*WRITTEN INSTRUCTION*:
Output the lines of the listing below as a JSON list of strings, one string per line and with blank lines omitted, covering only the lines between the one containing "the black gloves?" and the one containing "x=211 y=410", inclusive.

*Items stored from a collection*:

* * * *

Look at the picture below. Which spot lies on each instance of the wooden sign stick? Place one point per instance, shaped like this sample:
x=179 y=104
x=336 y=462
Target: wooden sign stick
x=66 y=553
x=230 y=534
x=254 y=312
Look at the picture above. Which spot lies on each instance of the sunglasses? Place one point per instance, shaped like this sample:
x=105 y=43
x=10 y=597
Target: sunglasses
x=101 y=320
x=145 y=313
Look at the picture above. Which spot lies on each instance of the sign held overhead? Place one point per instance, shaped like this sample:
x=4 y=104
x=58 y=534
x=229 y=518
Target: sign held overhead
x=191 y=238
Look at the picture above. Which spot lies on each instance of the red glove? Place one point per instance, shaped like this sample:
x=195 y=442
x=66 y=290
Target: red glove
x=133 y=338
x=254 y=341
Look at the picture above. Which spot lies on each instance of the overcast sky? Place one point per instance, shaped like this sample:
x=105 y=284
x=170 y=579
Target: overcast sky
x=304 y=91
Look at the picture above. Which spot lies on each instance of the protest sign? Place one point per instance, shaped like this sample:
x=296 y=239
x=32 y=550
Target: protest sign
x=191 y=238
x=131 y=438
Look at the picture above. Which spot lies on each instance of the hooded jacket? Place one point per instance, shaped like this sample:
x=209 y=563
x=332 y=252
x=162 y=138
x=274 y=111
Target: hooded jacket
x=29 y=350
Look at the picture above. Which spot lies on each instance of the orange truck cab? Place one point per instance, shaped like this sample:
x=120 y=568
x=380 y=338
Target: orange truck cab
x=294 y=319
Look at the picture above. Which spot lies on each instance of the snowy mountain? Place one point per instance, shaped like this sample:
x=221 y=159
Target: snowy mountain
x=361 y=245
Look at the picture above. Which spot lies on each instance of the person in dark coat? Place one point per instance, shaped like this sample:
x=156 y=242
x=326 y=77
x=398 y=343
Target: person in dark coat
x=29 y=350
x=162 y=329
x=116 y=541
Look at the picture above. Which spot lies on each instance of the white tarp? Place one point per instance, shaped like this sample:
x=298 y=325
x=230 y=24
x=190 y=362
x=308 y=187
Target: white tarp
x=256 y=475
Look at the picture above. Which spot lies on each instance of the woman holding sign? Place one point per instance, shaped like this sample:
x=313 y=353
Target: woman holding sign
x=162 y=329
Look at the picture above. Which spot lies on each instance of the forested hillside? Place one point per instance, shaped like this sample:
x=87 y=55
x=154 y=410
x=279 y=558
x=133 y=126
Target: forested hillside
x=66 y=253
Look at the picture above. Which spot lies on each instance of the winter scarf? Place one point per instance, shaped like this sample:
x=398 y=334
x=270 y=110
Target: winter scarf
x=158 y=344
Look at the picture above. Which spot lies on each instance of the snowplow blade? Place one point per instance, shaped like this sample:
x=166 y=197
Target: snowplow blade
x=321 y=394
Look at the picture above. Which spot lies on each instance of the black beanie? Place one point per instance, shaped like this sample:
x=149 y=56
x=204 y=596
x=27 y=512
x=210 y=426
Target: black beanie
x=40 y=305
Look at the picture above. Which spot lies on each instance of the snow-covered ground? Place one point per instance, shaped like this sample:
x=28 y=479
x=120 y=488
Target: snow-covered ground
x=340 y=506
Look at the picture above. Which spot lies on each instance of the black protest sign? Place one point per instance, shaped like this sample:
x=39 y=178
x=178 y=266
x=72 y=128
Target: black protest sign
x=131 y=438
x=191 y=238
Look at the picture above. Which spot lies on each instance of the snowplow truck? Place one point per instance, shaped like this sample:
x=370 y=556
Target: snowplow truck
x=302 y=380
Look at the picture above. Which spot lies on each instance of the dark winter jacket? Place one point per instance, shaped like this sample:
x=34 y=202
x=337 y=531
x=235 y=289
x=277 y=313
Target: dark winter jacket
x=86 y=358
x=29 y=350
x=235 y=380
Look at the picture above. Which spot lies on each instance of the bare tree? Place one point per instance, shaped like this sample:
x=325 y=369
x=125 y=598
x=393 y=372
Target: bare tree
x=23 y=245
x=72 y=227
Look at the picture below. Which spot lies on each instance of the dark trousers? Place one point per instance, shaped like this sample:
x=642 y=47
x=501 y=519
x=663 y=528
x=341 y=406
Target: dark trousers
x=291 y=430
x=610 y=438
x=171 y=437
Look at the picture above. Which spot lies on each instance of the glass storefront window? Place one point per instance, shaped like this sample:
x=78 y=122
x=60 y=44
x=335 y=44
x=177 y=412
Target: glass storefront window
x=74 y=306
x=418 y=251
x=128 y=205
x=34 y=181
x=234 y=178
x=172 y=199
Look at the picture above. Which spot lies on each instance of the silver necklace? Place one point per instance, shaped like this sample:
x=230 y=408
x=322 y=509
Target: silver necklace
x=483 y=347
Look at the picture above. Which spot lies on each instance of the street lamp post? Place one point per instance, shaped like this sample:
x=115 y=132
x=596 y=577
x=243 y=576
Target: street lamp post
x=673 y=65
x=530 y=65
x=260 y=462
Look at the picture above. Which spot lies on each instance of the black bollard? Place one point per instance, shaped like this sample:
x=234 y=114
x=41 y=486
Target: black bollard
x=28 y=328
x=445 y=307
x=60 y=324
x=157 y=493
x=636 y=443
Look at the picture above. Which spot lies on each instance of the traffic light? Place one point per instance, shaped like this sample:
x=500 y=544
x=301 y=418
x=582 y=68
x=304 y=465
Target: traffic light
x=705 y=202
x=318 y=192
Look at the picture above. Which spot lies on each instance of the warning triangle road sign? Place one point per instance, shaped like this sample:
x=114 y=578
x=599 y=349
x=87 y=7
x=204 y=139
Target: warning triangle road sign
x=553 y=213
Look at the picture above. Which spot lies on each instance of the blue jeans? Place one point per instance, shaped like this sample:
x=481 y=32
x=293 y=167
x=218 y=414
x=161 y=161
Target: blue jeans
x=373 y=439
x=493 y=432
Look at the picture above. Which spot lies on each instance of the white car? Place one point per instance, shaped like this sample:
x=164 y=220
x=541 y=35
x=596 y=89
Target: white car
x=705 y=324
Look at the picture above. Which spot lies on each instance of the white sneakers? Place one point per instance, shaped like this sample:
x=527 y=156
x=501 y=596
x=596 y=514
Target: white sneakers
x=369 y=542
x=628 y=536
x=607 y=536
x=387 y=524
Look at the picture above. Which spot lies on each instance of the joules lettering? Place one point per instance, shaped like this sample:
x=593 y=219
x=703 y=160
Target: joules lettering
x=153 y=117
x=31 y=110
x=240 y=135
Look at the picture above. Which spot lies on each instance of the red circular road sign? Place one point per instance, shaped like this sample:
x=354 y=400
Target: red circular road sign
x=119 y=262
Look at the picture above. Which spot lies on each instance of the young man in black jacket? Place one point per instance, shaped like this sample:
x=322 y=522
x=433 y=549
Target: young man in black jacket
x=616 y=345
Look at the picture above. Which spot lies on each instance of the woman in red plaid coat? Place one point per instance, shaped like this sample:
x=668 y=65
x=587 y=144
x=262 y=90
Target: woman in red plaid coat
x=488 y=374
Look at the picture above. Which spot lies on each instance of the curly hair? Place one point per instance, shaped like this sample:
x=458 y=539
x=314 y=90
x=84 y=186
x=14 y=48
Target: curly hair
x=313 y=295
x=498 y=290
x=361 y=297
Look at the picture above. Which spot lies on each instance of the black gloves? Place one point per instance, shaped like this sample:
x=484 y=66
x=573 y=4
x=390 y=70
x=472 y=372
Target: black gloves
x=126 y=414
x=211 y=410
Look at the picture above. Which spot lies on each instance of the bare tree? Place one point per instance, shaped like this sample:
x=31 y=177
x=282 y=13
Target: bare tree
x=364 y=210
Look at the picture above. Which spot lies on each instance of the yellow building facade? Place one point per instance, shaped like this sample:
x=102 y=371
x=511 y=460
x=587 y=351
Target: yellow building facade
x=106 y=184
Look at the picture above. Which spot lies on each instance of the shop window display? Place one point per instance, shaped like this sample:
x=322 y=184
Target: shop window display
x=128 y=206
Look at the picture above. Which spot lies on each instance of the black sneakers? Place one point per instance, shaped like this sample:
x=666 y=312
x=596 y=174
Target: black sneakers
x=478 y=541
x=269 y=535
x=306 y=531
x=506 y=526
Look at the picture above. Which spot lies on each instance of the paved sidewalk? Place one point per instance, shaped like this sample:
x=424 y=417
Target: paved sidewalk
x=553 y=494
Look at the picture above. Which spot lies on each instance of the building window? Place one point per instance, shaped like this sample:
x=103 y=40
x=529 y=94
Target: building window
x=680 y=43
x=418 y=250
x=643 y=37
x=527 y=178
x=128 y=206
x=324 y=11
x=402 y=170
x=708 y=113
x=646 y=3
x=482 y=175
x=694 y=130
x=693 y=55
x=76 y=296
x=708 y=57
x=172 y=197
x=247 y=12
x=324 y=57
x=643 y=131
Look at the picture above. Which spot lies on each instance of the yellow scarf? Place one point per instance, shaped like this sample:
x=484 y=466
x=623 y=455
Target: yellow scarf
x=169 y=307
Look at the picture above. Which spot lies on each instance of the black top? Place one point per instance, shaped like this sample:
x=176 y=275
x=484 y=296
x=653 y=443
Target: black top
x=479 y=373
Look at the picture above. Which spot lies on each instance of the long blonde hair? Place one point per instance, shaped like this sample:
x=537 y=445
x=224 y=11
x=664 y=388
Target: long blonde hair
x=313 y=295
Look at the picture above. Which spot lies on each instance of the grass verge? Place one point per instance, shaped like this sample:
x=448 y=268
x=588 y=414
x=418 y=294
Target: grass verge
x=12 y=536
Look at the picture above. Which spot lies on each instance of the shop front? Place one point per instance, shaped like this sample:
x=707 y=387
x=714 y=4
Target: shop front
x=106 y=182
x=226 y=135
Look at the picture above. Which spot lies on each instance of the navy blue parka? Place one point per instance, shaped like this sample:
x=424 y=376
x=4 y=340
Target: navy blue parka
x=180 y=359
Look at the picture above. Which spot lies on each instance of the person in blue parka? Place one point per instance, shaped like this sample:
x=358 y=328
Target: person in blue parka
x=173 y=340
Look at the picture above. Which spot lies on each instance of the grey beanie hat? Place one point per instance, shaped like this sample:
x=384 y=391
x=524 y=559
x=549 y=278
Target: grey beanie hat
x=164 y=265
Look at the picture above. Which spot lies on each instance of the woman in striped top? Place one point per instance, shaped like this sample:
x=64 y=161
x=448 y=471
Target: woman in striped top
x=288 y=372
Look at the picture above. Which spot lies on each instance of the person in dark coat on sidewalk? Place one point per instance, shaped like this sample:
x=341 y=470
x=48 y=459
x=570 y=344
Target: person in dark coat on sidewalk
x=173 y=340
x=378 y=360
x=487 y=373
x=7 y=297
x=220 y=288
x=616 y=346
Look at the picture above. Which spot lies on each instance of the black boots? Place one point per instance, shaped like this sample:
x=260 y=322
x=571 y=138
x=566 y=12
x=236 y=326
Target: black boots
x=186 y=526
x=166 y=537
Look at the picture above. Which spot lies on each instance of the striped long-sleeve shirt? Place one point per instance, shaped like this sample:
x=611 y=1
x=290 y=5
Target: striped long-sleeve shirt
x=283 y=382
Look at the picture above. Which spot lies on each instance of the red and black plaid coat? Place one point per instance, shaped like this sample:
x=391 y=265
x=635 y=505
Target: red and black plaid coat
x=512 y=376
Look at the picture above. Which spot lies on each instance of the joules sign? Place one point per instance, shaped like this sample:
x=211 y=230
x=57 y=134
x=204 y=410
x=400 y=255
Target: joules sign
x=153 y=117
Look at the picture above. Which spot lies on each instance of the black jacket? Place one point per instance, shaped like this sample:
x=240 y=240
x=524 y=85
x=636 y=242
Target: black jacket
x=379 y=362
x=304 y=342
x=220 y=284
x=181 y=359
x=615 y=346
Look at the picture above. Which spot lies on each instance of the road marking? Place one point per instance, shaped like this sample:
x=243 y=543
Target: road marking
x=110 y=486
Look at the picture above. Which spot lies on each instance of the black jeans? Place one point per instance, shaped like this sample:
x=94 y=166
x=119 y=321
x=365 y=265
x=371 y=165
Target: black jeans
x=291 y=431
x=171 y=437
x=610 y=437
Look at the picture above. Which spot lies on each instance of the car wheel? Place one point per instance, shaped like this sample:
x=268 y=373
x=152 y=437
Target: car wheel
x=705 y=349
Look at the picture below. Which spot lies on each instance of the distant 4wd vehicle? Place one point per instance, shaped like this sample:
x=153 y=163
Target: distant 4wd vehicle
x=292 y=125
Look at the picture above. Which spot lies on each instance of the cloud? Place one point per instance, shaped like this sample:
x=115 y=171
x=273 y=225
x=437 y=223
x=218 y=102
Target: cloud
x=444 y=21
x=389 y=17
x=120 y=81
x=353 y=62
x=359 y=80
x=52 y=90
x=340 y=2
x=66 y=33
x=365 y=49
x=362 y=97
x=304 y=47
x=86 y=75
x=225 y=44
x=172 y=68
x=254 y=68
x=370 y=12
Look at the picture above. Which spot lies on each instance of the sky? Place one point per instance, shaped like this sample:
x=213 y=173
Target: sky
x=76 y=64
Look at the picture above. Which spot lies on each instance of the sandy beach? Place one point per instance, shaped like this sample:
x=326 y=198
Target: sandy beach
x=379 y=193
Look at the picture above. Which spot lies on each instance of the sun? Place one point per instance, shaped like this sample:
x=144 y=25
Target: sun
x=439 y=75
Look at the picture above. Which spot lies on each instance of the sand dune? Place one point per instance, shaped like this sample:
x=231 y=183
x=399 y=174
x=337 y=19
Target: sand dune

* * * *

*FULL RESPONSE*:
[
  "Look at the picture above. Which spot lies on each instance of the black gloves? Place one point per instance, shaped like this sample:",
  "x=484 y=66",
  "x=573 y=4",
  "x=390 y=70",
  "x=472 y=372",
  "Target: black gloves",
  "x=126 y=414",
  "x=211 y=410"
]